#### STATED PROBLEM:
Print the Victor Brauner exhibition text word for word from "As an early" to "only a few.", including both.

#### DOCUMENT TEXT:
****************
2001-10-26 until 2002-01-26
Menil Collection
Houston, TX, USA

As an early adherent of the Surrealist movement, Victor Brauner actively explored the realm of dreams and the unconscious, with an emphasis on the occult and mystical. Both in content and in style, his art represents a remarkably fertile fusion of wide-ranging world cultures, mythologies, and religious beliefs, from Egyptian to Aztec, Native American to Oceanic, Jewish to Hindu, to name only a few.

The exhibition brings together over 65 prime examples of Brauner’s work drawn from the core holdings of The Menil Collection and an international roster of loans. Victor Brauner: Surrealist Hieroglyphs is the first museum exhibition of Brauner’s work to take place outside of Europe.
****************
#### SUPPLIED RECORDS:

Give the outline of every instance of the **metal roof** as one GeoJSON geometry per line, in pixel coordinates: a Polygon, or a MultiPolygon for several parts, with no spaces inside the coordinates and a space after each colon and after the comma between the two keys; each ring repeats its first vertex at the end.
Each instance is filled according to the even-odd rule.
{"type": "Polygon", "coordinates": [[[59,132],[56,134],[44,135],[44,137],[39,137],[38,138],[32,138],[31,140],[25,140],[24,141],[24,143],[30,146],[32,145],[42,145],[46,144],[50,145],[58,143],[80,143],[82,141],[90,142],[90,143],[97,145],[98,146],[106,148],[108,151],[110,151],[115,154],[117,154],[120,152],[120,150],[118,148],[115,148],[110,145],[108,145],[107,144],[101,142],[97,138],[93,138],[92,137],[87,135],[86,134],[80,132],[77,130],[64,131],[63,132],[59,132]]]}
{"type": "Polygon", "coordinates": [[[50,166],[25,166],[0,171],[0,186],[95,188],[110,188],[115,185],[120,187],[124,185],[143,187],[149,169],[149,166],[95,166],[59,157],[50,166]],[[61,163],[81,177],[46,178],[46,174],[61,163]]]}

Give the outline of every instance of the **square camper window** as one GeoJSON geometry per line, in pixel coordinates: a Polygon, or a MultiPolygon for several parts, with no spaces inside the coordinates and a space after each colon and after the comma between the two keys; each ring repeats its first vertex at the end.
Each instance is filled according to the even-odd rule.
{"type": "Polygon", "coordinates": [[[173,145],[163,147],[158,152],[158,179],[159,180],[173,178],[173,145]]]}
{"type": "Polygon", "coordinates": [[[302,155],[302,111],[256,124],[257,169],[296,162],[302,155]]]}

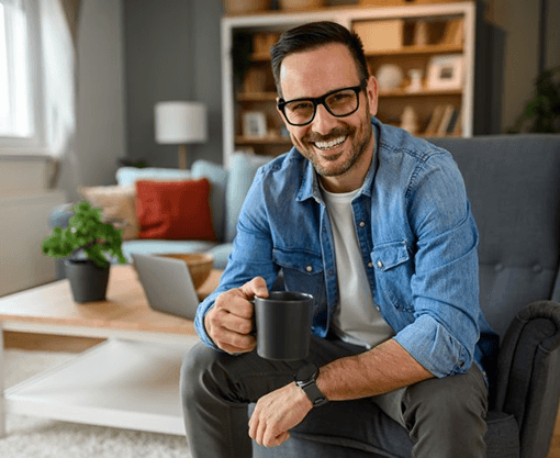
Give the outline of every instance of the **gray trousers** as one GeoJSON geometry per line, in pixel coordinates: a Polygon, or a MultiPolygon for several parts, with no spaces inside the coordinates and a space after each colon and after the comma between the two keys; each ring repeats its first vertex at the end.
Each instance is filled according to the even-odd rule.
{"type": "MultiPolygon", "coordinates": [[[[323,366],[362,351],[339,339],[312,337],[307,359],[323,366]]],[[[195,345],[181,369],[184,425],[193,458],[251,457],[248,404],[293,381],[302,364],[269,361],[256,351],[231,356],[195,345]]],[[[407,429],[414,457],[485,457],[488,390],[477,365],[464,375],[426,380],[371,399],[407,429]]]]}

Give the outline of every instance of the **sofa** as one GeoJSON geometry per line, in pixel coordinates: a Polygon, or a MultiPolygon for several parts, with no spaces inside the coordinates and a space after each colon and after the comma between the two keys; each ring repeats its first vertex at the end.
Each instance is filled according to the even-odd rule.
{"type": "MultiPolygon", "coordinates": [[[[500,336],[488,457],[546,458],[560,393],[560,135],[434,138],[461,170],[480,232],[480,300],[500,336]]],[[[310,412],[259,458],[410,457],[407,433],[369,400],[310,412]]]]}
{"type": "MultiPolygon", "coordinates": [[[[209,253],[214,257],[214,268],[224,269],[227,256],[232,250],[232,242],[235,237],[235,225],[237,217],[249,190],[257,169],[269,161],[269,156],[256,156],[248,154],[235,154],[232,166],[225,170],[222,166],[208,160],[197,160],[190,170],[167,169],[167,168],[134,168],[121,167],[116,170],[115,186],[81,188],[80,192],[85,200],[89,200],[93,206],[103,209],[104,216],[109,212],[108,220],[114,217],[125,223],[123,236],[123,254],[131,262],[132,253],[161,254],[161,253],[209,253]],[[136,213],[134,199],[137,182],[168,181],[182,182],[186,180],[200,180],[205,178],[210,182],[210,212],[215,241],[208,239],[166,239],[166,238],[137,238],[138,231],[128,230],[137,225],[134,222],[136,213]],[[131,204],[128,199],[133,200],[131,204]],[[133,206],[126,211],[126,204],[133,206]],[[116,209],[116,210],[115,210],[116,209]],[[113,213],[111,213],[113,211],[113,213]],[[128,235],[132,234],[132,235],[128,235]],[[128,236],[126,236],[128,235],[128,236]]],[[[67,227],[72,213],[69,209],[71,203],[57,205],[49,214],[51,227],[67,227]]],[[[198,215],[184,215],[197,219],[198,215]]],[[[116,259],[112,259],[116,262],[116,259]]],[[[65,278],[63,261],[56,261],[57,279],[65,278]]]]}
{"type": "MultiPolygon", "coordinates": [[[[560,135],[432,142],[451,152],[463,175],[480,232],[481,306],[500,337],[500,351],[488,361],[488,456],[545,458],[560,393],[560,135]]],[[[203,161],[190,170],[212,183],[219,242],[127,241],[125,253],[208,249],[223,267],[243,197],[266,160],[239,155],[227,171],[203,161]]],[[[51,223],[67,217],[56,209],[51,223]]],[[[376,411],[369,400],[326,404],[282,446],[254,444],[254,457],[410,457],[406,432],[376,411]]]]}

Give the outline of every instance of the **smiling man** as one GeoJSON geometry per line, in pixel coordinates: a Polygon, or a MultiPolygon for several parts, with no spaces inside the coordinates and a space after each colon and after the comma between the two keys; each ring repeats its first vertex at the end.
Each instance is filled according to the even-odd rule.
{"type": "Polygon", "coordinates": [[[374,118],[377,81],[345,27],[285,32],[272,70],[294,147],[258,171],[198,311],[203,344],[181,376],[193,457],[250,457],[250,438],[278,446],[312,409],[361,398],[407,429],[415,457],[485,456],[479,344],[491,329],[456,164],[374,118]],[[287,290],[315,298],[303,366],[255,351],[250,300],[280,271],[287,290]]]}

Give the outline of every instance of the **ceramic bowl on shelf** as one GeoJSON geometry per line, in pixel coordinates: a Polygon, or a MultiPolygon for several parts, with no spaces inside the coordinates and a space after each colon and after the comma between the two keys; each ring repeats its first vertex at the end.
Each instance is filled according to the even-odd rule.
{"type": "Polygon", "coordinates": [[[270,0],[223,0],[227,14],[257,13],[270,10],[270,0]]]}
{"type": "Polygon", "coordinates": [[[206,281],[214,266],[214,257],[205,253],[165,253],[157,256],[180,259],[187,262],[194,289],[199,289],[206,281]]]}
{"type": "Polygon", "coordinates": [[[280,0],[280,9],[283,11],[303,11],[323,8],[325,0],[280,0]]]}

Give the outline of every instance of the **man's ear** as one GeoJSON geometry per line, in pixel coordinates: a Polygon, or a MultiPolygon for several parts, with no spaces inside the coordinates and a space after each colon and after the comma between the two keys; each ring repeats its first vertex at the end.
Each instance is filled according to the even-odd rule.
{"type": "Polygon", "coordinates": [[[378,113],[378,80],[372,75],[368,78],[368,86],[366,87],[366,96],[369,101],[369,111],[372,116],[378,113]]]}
****************
#### ANSWER TO THIS EXERCISE:
As an early adherent of the Surrealist movement, Victor Brauner actively explored the realm of dreams and the unconscious, with an emphasis on the occult and mystical. Both in content and in style, his art represents a remarkably fertile fusion of wide-ranging world cultures, mythologies, and religious beliefs, from Egyptian to Aztec, Native American to Oceanic, Jewish to Hindu, to name only a few.